**WHAT TO PRODUCE**
Beginning with the line where "A note to the class: find the yellow" appears, restate the lines word for word through the last one in the listing.

**PROVIDED ENTRIES**
● ● ● ● ●
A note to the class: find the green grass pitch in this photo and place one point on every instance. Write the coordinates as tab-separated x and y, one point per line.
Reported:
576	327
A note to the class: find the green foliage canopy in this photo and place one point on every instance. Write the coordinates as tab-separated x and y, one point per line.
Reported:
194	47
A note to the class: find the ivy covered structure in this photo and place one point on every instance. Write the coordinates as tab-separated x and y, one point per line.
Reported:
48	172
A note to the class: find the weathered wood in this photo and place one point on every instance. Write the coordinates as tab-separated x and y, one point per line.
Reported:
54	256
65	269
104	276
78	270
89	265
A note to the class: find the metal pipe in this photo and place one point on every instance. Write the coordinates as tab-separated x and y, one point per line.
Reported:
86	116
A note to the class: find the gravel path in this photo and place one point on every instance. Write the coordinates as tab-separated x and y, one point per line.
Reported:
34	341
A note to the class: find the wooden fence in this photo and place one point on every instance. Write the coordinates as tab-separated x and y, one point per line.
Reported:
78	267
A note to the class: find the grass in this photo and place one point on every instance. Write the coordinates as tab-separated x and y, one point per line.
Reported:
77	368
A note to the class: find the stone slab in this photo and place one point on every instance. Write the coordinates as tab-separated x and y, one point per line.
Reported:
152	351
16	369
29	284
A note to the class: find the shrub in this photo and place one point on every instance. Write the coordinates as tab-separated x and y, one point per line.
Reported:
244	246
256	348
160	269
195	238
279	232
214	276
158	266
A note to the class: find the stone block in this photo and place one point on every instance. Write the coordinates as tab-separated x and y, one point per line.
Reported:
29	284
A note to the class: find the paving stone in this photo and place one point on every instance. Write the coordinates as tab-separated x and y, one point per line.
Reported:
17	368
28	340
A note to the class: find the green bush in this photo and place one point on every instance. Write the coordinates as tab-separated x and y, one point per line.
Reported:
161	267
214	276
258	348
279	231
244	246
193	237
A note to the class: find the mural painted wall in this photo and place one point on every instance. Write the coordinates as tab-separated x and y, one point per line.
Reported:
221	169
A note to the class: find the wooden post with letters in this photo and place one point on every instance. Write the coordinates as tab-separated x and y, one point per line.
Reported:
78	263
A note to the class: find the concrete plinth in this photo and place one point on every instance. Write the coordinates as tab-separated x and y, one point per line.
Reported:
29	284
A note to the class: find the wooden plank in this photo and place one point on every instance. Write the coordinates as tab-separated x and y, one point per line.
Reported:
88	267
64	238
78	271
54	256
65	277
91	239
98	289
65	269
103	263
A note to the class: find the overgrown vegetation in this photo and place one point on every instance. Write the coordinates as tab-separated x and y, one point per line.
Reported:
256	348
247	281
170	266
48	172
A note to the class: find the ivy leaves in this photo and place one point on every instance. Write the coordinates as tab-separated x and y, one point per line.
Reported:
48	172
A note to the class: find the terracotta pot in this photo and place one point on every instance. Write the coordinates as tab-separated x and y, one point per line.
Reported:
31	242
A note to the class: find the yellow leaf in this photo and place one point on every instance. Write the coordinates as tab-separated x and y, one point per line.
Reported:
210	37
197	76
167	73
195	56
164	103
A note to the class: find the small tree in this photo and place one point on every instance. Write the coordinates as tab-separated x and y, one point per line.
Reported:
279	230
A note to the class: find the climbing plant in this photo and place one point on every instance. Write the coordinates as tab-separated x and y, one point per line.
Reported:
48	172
● ● ● ● ●
**WRITTEN ANSWER**
A note to the class: find the yellow leaf in this photo and place one point on every instance. Write the coordinates as tab-separated x and y, one point per line.
Reported:
210	37
197	76
167	73
195	56
164	103
A note to the class: find the small tree in this photo and place one point on every instance. Write the coordinates as tab-separated x and y, one point per line.
Reported:
279	230
A note to the class: find the climbing plant in this photo and place one point on every instance. Write the coordinates as tab-separated x and y, one point per line.
Reported:
48	172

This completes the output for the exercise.